### Reading passage
Dissenting:
¶ 32. I would not reverse the conviction and judgment in this case because I find no reversible error with the circuit court’s refusal to grant the jury instruction proposed by Ford on justifiable homicide. Based on my review of the record, the whole of the instructions fairly covered Ford’s self-defense claim and provided the jury a complete and accurate version of the law based upon the evidence produced at trial.
*1251¶ 33. Ford requested and was denied the following justifiable-homicide instruction, identified in the record as jury-instruction D-5:
If you find from the evidence ... George Ford did shoot and kill Mario Moore ... while the said George Ford was resisting an attempt by Mario Moore and others to unlawfully kill George Ford, to rob him, or to commit any other felony upon him or that George Ford had reasonable grounds to apprehend a design on the part of Mario Moore and others acting in concert with him to commit a felony upon George Ford or to inflict some great bodily harm or personal injury upon the person of George Ford or any other human being and there existed an imminent danger of such design on the part of Mario Moore and or others acting in concert with him being accomplished, then the shooting and killing of Mario Moore by George Ford was justifiable and you shall find George Ford not guilty.
Instead, Ford was granted jury-instruction C-31, which is patterned on the Robinson instruction, the general self-defense instruction recommended by the supreme court in Robinson v. State, 434 So.2d 206, 207 (Miss.1983) (overruled on other grounds). Jury instruction C-31 reads as follows:
The Court instructs the jury to make an assault justifiable on the grounds of self-defense, the danger to the defendant, George Ford, must be either actual, present and urgent, or the defendant, George Ford, must have reasonable grounds to apprehend a design on the part of the victim, Mario Moore, to kill him or to do him some great bodily harm, and in addition to this he must have reasonable grounds to apprehend that there is imminent danger of such design being accomplished. It is for the jury to determine the reasonableness of the grounds upon which the defendant, George Ford, acts.

### Data provided
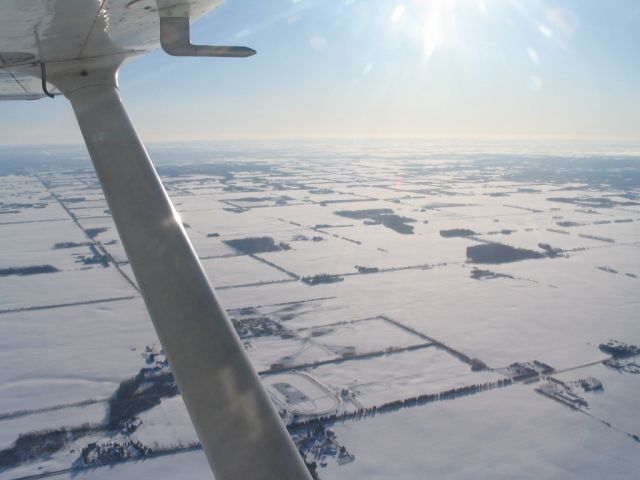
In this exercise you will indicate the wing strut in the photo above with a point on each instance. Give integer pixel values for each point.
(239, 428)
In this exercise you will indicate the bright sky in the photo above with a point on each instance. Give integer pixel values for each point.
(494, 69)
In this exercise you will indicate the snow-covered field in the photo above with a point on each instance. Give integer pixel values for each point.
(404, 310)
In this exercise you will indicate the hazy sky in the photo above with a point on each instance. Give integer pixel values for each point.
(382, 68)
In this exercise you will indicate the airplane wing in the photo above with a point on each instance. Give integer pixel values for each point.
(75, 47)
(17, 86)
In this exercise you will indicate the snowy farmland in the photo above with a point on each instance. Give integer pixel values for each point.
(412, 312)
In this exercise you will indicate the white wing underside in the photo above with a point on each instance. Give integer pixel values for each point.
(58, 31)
==
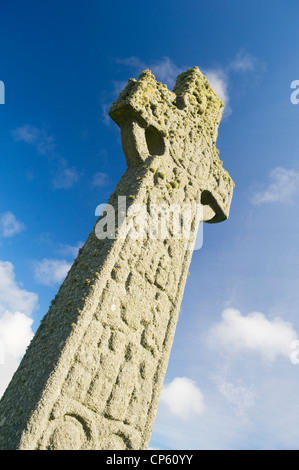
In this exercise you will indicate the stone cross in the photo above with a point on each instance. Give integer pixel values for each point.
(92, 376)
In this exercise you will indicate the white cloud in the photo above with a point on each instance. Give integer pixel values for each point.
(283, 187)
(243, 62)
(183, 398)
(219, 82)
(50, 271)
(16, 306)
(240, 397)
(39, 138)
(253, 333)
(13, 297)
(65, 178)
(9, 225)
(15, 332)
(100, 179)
--
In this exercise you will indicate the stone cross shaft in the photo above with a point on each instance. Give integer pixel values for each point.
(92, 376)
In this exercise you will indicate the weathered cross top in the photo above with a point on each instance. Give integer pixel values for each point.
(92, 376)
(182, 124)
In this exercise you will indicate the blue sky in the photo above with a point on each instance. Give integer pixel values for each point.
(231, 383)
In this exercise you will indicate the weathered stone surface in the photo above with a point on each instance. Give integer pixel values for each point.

### Things to do
(1) Using the dissenting opinion on the jury instructions, answer the following:
(a) What identifier does the record give the justifiable-homicide instruction that Ford requested and was denied?
(b) What case is jury-instruction C-31 patterned on?
(c) Under C-31, who determines the reasonableness of the grounds on which the defendant acts?
(2) Write the next part of the dissenting opinion on the jury instructions, picking up after its final sentence.

### Responses to the exercise
(1)
(a) D-5
(b) Robinson v. State, 434 So.2d 206, 207 (Miss.1983)
(c) The jury

(2)
¶ 34. In addition to jury instruction C-31, Ford’s jury was provided jury instruction C-30, setting forth the elements of the crime of murder, and jury instruction C-34, setting for the elements of heat-of-passion manslaughter. Both instructions directed the jury to decide whether the State’s proof supported, beyond a reasonable doubt, the various elements to each crime. Through both instructions, the jury was informed that the State was required to prove beyond a reasonable doubt that Ford had not acted in self-defense and was told of its duty to acquit Ford if the State failed to meets its burden.
¶ 35. According to the majority, jury instruction C-31 limited the jury’s consideration of Ford’s justifiable-homicide defense to Ford’s right to protect himself, and it removed from the jury’s consideration the additional self-defense theories proposed by Ford. Those theories being: “(a) [Ford] had the right to use deadly force to resist the commission of a felony against him, specifically robbery; (b) he had a right to use deadly force to protect his son if he reasonably feared that his own son was in danger of serious bodily harm or death; and (c) he had a right to use deadly force if he reasonably feared serious bodily harm, death, or the commission of a felony from the entire group that surrounded his car, rather than from Moore alone.” (Maj. opinion at (¶ 15)).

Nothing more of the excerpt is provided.